--- MATERIAL FOR THIS TASK ---
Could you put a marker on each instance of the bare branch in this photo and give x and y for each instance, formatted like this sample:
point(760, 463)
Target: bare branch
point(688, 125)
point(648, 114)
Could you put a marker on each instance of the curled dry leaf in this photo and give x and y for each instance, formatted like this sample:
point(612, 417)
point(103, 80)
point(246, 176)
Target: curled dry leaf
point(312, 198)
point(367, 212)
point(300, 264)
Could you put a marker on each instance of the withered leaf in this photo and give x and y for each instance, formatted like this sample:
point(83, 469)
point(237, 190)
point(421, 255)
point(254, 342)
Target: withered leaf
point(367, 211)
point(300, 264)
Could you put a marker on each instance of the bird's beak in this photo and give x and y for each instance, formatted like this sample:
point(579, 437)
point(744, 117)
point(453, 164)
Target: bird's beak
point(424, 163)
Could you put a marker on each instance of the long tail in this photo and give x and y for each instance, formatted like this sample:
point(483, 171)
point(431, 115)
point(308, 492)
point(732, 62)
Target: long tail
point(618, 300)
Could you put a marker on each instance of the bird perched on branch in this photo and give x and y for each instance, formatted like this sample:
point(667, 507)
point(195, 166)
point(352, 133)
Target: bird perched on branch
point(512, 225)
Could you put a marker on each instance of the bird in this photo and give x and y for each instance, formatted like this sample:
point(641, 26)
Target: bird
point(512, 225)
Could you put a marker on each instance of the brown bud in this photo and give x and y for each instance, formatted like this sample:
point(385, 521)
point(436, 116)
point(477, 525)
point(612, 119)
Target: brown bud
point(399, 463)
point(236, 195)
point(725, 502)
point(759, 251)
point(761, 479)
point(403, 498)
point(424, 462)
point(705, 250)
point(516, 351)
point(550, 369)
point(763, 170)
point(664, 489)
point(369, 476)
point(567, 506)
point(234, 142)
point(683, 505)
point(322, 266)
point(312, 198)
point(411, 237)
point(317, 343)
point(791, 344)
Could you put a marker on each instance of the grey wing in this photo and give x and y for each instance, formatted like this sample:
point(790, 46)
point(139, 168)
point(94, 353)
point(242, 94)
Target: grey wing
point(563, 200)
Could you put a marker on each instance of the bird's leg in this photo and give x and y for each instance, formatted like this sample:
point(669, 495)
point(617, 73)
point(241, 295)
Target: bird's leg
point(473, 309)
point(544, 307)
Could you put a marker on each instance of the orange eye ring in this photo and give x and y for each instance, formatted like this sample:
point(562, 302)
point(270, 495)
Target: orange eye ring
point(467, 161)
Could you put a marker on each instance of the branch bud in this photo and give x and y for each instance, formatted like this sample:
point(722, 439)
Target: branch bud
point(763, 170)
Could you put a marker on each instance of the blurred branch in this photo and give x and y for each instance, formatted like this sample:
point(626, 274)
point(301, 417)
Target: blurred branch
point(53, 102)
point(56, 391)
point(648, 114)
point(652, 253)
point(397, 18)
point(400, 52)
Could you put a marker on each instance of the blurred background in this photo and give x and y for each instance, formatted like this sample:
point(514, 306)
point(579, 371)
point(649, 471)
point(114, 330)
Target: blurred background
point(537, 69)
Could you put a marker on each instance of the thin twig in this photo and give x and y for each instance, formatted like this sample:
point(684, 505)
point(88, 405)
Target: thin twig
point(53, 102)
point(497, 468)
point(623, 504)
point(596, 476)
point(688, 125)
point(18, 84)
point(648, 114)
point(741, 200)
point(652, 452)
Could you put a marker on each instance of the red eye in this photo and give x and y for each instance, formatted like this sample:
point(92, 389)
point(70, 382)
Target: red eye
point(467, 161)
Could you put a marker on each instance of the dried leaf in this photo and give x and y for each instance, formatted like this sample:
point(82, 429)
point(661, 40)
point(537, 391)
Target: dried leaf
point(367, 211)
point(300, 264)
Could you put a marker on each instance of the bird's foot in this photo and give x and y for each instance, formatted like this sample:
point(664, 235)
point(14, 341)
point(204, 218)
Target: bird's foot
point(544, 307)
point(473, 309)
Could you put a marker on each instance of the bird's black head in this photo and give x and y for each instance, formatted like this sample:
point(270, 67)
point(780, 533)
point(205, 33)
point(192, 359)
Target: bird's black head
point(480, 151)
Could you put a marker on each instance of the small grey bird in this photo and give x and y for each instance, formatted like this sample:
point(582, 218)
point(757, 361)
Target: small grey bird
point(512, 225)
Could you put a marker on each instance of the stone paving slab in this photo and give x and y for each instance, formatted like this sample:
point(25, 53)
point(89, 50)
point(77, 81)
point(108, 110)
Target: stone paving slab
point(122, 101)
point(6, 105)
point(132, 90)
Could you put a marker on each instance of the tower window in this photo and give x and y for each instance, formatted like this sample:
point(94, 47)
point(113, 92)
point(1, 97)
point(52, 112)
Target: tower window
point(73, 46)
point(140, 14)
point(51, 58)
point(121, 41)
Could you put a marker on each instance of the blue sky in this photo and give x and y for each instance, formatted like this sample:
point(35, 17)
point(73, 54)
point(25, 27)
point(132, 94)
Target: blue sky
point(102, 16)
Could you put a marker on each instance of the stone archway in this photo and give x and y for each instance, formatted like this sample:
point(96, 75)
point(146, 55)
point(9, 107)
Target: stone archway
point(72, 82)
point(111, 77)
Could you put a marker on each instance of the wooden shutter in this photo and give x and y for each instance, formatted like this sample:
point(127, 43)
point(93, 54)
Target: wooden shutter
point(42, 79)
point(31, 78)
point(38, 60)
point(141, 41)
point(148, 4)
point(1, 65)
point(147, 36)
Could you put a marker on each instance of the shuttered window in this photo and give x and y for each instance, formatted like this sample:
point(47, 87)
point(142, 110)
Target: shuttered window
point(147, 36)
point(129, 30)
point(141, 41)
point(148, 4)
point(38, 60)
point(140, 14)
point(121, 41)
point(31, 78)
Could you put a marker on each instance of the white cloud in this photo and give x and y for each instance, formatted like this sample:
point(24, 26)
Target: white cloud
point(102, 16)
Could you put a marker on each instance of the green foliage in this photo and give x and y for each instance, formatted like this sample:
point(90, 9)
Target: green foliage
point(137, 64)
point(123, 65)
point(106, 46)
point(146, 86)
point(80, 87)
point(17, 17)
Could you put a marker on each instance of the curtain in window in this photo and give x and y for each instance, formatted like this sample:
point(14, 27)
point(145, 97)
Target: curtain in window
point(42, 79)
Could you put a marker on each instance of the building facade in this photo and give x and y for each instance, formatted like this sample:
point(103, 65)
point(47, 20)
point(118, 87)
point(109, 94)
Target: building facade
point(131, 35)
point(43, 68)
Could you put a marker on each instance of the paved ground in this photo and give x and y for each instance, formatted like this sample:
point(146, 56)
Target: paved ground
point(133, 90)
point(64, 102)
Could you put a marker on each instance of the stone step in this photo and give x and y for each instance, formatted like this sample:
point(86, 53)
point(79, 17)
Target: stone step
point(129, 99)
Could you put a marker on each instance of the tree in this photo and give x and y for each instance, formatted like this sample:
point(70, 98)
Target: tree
---
Rewrite all of the data above, replacing every occurrence of "formatted like this sample" with "in the format of this sample" and leaving everything else as it is.

## TASK SOLUTION
Could you put a marker on each instance of the bare branch in this photo and give x and y for each instance, in the format of this sample:
point(760, 463)
Target: bare branch
point(688, 125)
point(648, 114)
Could you put a marker on each instance of the curled dry leaf in this photo and give x and y for each instance, in the format of this sample:
point(612, 417)
point(103, 80)
point(246, 176)
Target: curled dry leaf
point(312, 198)
point(367, 212)
point(300, 264)
Could you put a marker on each instance of the withered leaf in this photo and give x and y for each instance, in the format of this sample:
point(83, 469)
point(237, 190)
point(421, 255)
point(254, 342)
Target: withered leaf
point(367, 211)
point(300, 264)
Could you put a marker on each instance of the bird's beak in this photo and give x and y for each instance, in the format of this sample:
point(579, 437)
point(744, 117)
point(453, 164)
Target: bird's beak
point(424, 163)
Could you put a marker on each instance of the long tail in this photo and give x and y for each instance, in the format of this sample:
point(483, 171)
point(431, 115)
point(308, 492)
point(732, 62)
Target: long tail
point(618, 300)
Could you put a marker on each instance of the bird perched on branch in this photo and give x and y for each instance, in the format of this sample:
point(667, 507)
point(195, 166)
point(352, 133)
Target: bird perched on branch
point(512, 225)
Could you put a marker on each instance of the bird in this photo and give x and y for each instance, in the format of this sample:
point(641, 26)
Target: bird
point(512, 225)
Could you put a marker on each instance of the brown bud in this photo and give x and y for each instance, in the format of this sample:
point(385, 521)
point(436, 116)
point(477, 525)
point(612, 119)
Target: brown bud
point(399, 463)
point(236, 195)
point(725, 502)
point(759, 251)
point(761, 479)
point(403, 498)
point(424, 462)
point(705, 250)
point(516, 351)
point(550, 369)
point(763, 170)
point(664, 489)
point(369, 476)
point(567, 506)
point(234, 142)
point(683, 505)
point(322, 266)
point(312, 198)
point(411, 237)
point(317, 343)
point(791, 344)
Could you put a marker on each instance of the grey wing in this photo and give x and y for each instance, in the format of this sample:
point(790, 46)
point(139, 168)
point(94, 353)
point(242, 94)
Target: grey wing
point(563, 200)
Could you put a marker on each instance of the bird's leg in this photo and give x and y for each instance, in the format of this sample:
point(669, 495)
point(617, 73)
point(241, 295)
Target: bird's leg
point(473, 309)
point(544, 307)
Could you put a marker on each instance of the orange eye ring in this photo and give x and y for each instance, in the format of this sample:
point(562, 302)
point(270, 495)
Target: orange eye ring
point(467, 161)
Could you put a marker on each instance of the branch bud in this photo and give x and y for each instance, in the format of this sample:
point(722, 439)
Target: branch bud
point(763, 170)
Could you put a marker on each instance of the blurred branch in this photo and give x and y for each instance, in the format of this sample:
point(626, 274)
point(301, 417)
Target: blurred branch
point(53, 102)
point(56, 391)
point(648, 114)
point(652, 253)
point(397, 18)
point(400, 52)
Could you put a marker on each instance of the blurred background in this photo and give x and y for each instance, in the format of this sample:
point(514, 306)
point(579, 371)
point(649, 471)
point(114, 330)
Target: blurred background
point(537, 69)
Could you put a marker on each instance of the thin twig in this photo and give x and y for each instance, in the format of this sample:
point(684, 505)
point(88, 405)
Target: thin twig
point(53, 102)
point(497, 468)
point(623, 504)
point(596, 476)
point(688, 125)
point(18, 84)
point(648, 114)
point(741, 200)
point(652, 452)
Could you put a marker on each instance of the red eye in this photo and give x and y for each instance, in the format of this sample:
point(92, 389)
point(70, 382)
Target: red eye
point(467, 161)
Could you put a marker on each instance of the dried leaf in this photo and give x and y for each instance, in the format of this sample:
point(82, 429)
point(661, 40)
point(537, 391)
Target: dried leaf
point(367, 211)
point(300, 264)
Could you put a marker on each instance of the bird's foot in this photo and give x and y for each instance, in the format of this sample:
point(664, 235)
point(14, 341)
point(204, 218)
Target: bird's foot
point(544, 307)
point(473, 309)
Could you put a marker on each instance of the bird's black head in this photo and give x and y for each instance, in the format of this sample:
point(270, 67)
point(780, 533)
point(205, 33)
point(192, 359)
Target: bird's black head
point(480, 151)
Could you put a marker on each instance of the small grey bird in this photo and give x and y for each instance, in the format of this sample:
point(582, 218)
point(757, 361)
Target: small grey bird
point(512, 225)
Could you put a marker on each instance of the stone paving slab in this photo and give x and y for each instance, in the format of this sample:
point(25, 53)
point(89, 50)
point(77, 81)
point(108, 110)
Target: stone paving slab
point(122, 101)
point(6, 105)
point(132, 90)
Could you put a marker on each instance of the tower window in this photo and give x and y for each instance, in the format of this sample:
point(94, 47)
point(113, 92)
point(1, 97)
point(52, 112)
Target: tower window
point(73, 46)
point(140, 14)
point(51, 58)
point(121, 41)
Could you put a marker on each instance of the blue sky in this photo and give x and y for each instance, in the format of this sample:
point(35, 17)
point(73, 54)
point(25, 27)
point(132, 94)
Target: blue sky
point(102, 16)
Could you put a marker on each instance of the stone archway in this photo and give x and y for each instance, in the format of this sample:
point(96, 75)
point(146, 55)
point(9, 107)
Target: stone archway
point(72, 82)
point(111, 77)
Could you put a marker on each instance of the wooden shutter in this photo and give x and y for each instance, in the format of this sample:
point(127, 43)
point(93, 54)
Target: wooden shutter
point(42, 79)
point(31, 78)
point(38, 60)
point(141, 41)
point(148, 4)
point(1, 65)
point(147, 36)
Could you put a marker on each instance of the shuttered window in this photo and give x and y for each instance, in the format of this sample:
point(47, 87)
point(142, 110)
Target: shuttered window
point(147, 36)
point(129, 30)
point(141, 41)
point(148, 4)
point(38, 60)
point(140, 14)
point(121, 41)
point(31, 78)
Could you put a marker on each instance of the white cloud in this photo and give x and y for each instance, in the format of this sample:
point(24, 26)
Target: white cloud
point(102, 16)
Could you put a marker on each instance of the green foliage in this photo and give x and y for each instance, in the format of this sample:
point(90, 9)
Target: green foliage
point(137, 64)
point(123, 65)
point(106, 46)
point(146, 86)
point(80, 87)
point(17, 17)
Could you put a marker on each instance of the curtain in window in this photo and give x and y for each instance, in the format of this sample:
point(14, 27)
point(145, 97)
Target: curtain in window
point(42, 79)
Could you put a marker on each instance of the building facade in this photo and give x and y for each instance, in the format of this sample:
point(103, 65)
point(47, 20)
point(118, 87)
point(109, 94)
Target: building facade
point(131, 35)
point(43, 68)
Could you put a marker on each instance of the paved ground in this photo and give x and y for each instance, in the format of this sample:
point(146, 56)
Target: paved ground
point(133, 90)
point(64, 102)
Could you put a marker on each instance of the stone step in this photo and give x and y for each instance, in the format of this sample:
point(86, 53)
point(79, 17)
Target: stone step
point(129, 99)
Could you put a marker on each instance of the tree in this photo and give x and y for each instance, in the format of this sample:
point(70, 98)
Target: tree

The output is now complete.